--- EXERCISE MATERIALS Enclosed Below ---
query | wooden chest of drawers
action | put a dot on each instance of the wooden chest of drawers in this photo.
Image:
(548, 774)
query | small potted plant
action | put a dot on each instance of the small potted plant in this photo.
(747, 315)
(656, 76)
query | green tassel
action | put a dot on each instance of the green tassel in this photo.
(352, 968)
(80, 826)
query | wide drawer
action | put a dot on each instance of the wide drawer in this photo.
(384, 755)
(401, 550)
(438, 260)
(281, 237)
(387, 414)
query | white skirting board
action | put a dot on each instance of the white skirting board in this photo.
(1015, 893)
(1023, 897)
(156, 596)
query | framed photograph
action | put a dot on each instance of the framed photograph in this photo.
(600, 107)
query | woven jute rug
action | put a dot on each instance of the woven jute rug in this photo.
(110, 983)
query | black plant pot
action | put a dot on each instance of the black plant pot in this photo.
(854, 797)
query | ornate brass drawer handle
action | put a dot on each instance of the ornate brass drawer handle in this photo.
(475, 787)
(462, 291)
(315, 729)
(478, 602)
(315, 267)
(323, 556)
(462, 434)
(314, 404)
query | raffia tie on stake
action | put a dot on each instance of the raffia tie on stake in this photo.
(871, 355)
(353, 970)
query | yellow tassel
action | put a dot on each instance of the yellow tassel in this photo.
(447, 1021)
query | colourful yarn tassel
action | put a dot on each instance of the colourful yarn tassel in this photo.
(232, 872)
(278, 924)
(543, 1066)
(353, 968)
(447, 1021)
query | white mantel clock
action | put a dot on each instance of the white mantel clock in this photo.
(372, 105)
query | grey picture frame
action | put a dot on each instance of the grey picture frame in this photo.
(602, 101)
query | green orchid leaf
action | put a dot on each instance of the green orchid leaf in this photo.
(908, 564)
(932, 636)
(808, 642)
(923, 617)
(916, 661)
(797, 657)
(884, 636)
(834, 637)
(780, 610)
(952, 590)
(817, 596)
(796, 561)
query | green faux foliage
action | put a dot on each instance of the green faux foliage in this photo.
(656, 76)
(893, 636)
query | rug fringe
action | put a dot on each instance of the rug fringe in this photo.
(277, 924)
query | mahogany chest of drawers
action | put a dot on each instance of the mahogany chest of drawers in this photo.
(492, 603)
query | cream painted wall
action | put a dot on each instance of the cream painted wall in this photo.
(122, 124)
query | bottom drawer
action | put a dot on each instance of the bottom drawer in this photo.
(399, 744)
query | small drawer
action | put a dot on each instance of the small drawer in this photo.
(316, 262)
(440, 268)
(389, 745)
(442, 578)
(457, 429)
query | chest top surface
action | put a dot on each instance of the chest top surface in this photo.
--- End of Enclosed EXERCISE MATERIALS ---
#### ACTIVITY
The records above are to be printed in full, exactly as they appear.

#### TASK RESPONSE
query | wooden chest of drawers
action | put a dot on each instance of the wooden chest of drawers in this photo.
Image:
(548, 774)
query | small potted plant
action | put a dot on each instance of the small potted plant in this photo.
(747, 315)
(656, 76)
query | green tassel
action | put a dot on each instance of the green tassel in this photo.
(352, 968)
(80, 826)
query | wide drawer
action | put a dot on each instance of the wide drawer in this photo.
(384, 755)
(401, 550)
(438, 260)
(281, 237)
(387, 414)
query | white skirting board
action | put a dot on each instance of the white skirting board in this photo.
(1015, 893)
(1023, 897)
(156, 596)
query | framed photograph
action | put a dot on each instance of the framed photograph in this photo.
(600, 107)
query | woven jute rug
action | put a dot on each instance of the woven jute rug in this photo.
(110, 983)
query | black plant pot
action | put a dot on each instance of the black plant pot in this photo.
(854, 797)
query | ornate brass drawer handle
action | put a dot on each instance of the ornate brass drawer handle in this photo.
(475, 787)
(462, 291)
(315, 729)
(478, 602)
(315, 267)
(323, 556)
(462, 434)
(314, 404)
query | raffia tie on stake
action | put a dot on each instance of the raffia tie on stake in this photo.
(871, 355)
(353, 970)
query | yellow tassel
action | put a dot on each instance of the yellow tassel in this photo.
(447, 1021)
query | colourful yarn tassel
action | put a dot on each instance of the colourful yarn tassel in this photo.
(232, 872)
(278, 924)
(543, 1066)
(353, 968)
(447, 1021)
query | white mantel clock
action | put a dot on each instance of the white mantel clock in this photo.
(372, 105)
query | grey picture frame
action | put a dot on each instance of the grey picture frame in this photo.
(602, 101)
query | green orchid leaf
action | put a dot on each instance of the green orchid leaf in this photo.
(908, 564)
(932, 636)
(808, 642)
(923, 617)
(916, 661)
(797, 657)
(884, 636)
(834, 637)
(780, 610)
(952, 590)
(817, 596)
(796, 561)
query | green faux foliage
action | put a dot on each instance of the green faux foliage in this photo.
(656, 76)
(893, 636)
query | rug fringe
action | put a dot on each instance of the rug fringe in this photo.
(277, 924)
query | mahogany chest of drawers
action | put a dot on each instance of the mahogany chest of drawers in this photo.
(492, 603)
query | cream painted wall
action | put a dot on each instance of the cream painted wall in this photo.
(122, 124)
query | bottom drawer
action | put a dot on each instance of the bottom drawer in this photo.
(399, 744)
query | small drawer
action | put a dot on each instance of the small drawer in this photo.
(316, 262)
(440, 268)
(389, 745)
(442, 578)
(457, 429)
query | chest top surface
action | put a dot on each instance of the chest top surface in this photo.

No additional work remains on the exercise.